__WHAT IS BEING ASKED__.
Reproduce every line of the material, exactly as given.

__MATERIAL SUPPLIED__.
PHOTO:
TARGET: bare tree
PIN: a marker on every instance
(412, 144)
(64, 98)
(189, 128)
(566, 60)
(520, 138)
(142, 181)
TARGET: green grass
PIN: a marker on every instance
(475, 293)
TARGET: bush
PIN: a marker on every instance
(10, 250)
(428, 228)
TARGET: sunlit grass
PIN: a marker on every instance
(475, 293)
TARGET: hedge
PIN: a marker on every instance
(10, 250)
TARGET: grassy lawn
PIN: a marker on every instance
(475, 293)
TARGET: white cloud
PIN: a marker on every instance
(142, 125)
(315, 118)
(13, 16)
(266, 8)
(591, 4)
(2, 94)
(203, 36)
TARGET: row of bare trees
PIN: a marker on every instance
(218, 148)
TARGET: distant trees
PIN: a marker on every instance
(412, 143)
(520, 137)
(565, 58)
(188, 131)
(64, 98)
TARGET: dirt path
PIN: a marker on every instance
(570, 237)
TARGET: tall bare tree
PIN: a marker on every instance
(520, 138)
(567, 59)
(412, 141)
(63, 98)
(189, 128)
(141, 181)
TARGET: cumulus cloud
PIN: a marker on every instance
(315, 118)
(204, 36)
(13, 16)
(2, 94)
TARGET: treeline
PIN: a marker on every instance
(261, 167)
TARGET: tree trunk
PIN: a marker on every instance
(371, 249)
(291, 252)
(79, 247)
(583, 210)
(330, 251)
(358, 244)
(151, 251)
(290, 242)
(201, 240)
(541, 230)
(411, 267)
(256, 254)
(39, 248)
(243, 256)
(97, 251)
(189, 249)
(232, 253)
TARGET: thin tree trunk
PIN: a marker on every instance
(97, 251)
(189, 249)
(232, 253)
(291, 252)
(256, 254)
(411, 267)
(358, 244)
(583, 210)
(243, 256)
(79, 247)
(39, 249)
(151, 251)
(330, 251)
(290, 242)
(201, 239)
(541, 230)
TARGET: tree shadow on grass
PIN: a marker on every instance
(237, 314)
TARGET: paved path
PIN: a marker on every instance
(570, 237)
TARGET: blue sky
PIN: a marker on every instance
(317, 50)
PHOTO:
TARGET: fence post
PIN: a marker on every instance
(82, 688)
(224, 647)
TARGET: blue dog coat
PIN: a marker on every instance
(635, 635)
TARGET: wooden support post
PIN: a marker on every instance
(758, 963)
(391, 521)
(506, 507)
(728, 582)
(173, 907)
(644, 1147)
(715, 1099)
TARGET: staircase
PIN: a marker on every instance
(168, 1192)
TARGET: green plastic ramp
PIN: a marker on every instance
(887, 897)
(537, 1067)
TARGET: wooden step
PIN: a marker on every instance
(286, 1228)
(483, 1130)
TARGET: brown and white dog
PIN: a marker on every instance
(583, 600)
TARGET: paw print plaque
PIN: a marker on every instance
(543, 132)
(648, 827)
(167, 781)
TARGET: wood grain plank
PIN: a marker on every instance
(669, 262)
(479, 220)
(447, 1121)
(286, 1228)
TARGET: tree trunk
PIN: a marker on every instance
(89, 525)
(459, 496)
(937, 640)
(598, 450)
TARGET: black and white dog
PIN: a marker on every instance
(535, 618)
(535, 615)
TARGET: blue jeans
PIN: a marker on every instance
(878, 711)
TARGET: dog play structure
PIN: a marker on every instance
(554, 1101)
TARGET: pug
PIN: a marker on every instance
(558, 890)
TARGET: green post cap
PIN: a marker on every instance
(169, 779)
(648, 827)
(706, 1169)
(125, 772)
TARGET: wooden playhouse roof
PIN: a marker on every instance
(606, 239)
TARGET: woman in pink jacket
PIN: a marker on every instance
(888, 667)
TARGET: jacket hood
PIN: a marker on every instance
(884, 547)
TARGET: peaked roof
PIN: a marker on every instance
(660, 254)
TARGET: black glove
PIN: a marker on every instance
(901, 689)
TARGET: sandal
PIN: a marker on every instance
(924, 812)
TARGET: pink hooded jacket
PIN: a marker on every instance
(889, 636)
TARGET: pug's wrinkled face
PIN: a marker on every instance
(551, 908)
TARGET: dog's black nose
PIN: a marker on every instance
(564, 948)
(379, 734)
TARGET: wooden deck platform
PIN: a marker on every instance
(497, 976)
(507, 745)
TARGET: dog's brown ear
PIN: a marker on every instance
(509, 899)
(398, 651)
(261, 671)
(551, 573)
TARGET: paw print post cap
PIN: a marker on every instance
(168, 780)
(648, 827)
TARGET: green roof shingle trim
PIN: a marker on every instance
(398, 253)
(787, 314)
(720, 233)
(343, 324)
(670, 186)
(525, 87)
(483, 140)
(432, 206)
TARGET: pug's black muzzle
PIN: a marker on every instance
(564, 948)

__RESULT OF THIS EXERCISE__.
PHOTO:
TARGET: bare tree
PIN: a marker on every instance
(412, 144)
(64, 98)
(189, 128)
(566, 60)
(520, 138)
(142, 181)
TARGET: green grass
PIN: a marker on every instance
(475, 293)
TARGET: bush
PIN: a marker on every instance
(10, 250)
(428, 228)
TARGET: sunlit grass
PIN: a marker on every instance
(475, 293)
TARGET: hedge
PIN: a marker on every instance
(10, 250)
TARGET: grassy lawn
PIN: a marker on every instance
(475, 293)
TARGET: white cloud
PIN: a marker on every instance
(142, 125)
(315, 118)
(13, 16)
(266, 8)
(591, 4)
(2, 94)
(203, 36)
TARGET: row of bare trees
PIN: a marker on every instance
(218, 148)
TARGET: distant trees
PIN: a marker on every instance
(412, 143)
(520, 137)
(565, 58)
(188, 131)
(64, 98)
TARGET: dirt path
PIN: a marker on every instance
(570, 237)
TARGET: tall bare tree
PIN: a marker on every instance
(520, 138)
(567, 59)
(412, 141)
(63, 98)
(189, 128)
(141, 181)
TARGET: cumulus cloud
PIN: a marker on every instance
(315, 118)
(204, 36)
(13, 16)
(2, 94)
TARGET: treeline
PIN: a marker on every instance
(261, 167)
TARGET: tree trunk
PIN: a marker on every instance
(371, 249)
(291, 252)
(79, 247)
(583, 210)
(330, 251)
(358, 244)
(151, 251)
(290, 242)
(201, 240)
(541, 230)
(411, 267)
(256, 254)
(39, 248)
(243, 256)
(97, 251)
(189, 249)
(232, 253)
TARGET: thin tree trunk
PIN: a marker on every instance
(97, 251)
(189, 249)
(232, 253)
(291, 252)
(256, 254)
(411, 267)
(358, 244)
(583, 210)
(243, 256)
(79, 247)
(39, 249)
(151, 251)
(330, 251)
(290, 242)
(201, 239)
(541, 230)
TARGET: tree shadow on grass
PIN: a marker on every instance
(237, 314)
TARGET: paved path
PIN: a marker on every instance
(570, 237)
TARGET: blue sky
PIN: a marker on every instance
(317, 50)
PHOTO:
TARGET: fence post
PIN: a marker on every instance
(82, 688)
(224, 647)
TARGET: blue dog coat
PIN: a marker on every instance
(635, 635)
TARGET: wooden support post
PIN: a marker on every instance
(758, 963)
(391, 521)
(506, 507)
(728, 582)
(173, 907)
(644, 1147)
(715, 1099)
TARGET: staircase
PIN: a marker on every instance
(168, 1192)
TARGET: green plastic ramp
PIN: a marker on every instance
(887, 897)
(537, 1067)
TARGET: wooden step
PIN: a marker on every instance
(286, 1228)
(483, 1130)
TARGET: brown and white dog
PIN: a marker on every instance
(583, 600)
TARGET: paw print plaque
PIN: a marker on every instance
(543, 132)
(648, 827)
(167, 781)
TARGET: wood grain plank
PIN: a marker on every instance
(669, 262)
(479, 220)
(447, 1121)
(286, 1228)
TARGET: tree trunk
PIN: a marker on every instance
(89, 525)
(459, 496)
(937, 640)
(598, 450)
TARGET: black and white dog
PIN: a marker on every instance
(535, 618)
(535, 615)
TARGET: blue jeans
PIN: a marker on every instance
(878, 711)
TARGET: dog play structure
PIN: a marker on every instance
(554, 1101)
TARGET: pug
PIN: a marker on every instance
(558, 890)
TARGET: green post cap
PIN: a marker on every instance
(169, 779)
(648, 827)
(706, 1169)
(125, 772)
TARGET: wooden playhouse roof
PIN: a marker on every instance
(606, 239)
TARGET: woman in pink jacket
PIN: a marker on every instance
(888, 667)
TARGET: jacket hood
PIN: a marker on every instance
(884, 547)
TARGET: peaked roof
PIN: a marker on every instance
(660, 254)
TARGET: black glove
PIN: a marker on every instance
(901, 689)
TARGET: sandal
PIN: a marker on every instance
(924, 812)
TARGET: pink hooded jacket
PIN: a marker on every instance
(889, 636)
TARGET: pug's wrinkled face
PIN: a marker on every instance
(551, 908)
TARGET: dog's black nose
PIN: a marker on every instance
(564, 948)
(379, 734)
TARGET: wooden deck platform
PIN: a marker on every instance
(497, 976)
(507, 745)
TARGET: dog's brown ear
PIN: a marker on every instance
(509, 899)
(398, 651)
(261, 671)
(551, 573)
TARGET: paw print post cap
PIN: a marker on every instance
(168, 780)
(648, 827)
TARGET: green roof shingle trim
PIN: a marker on every instance
(398, 253)
(787, 314)
(720, 233)
(343, 324)
(670, 186)
(525, 87)
(483, 140)
(432, 206)
TARGET: pug's black muzzle
PIN: a marker on every instance
(564, 948)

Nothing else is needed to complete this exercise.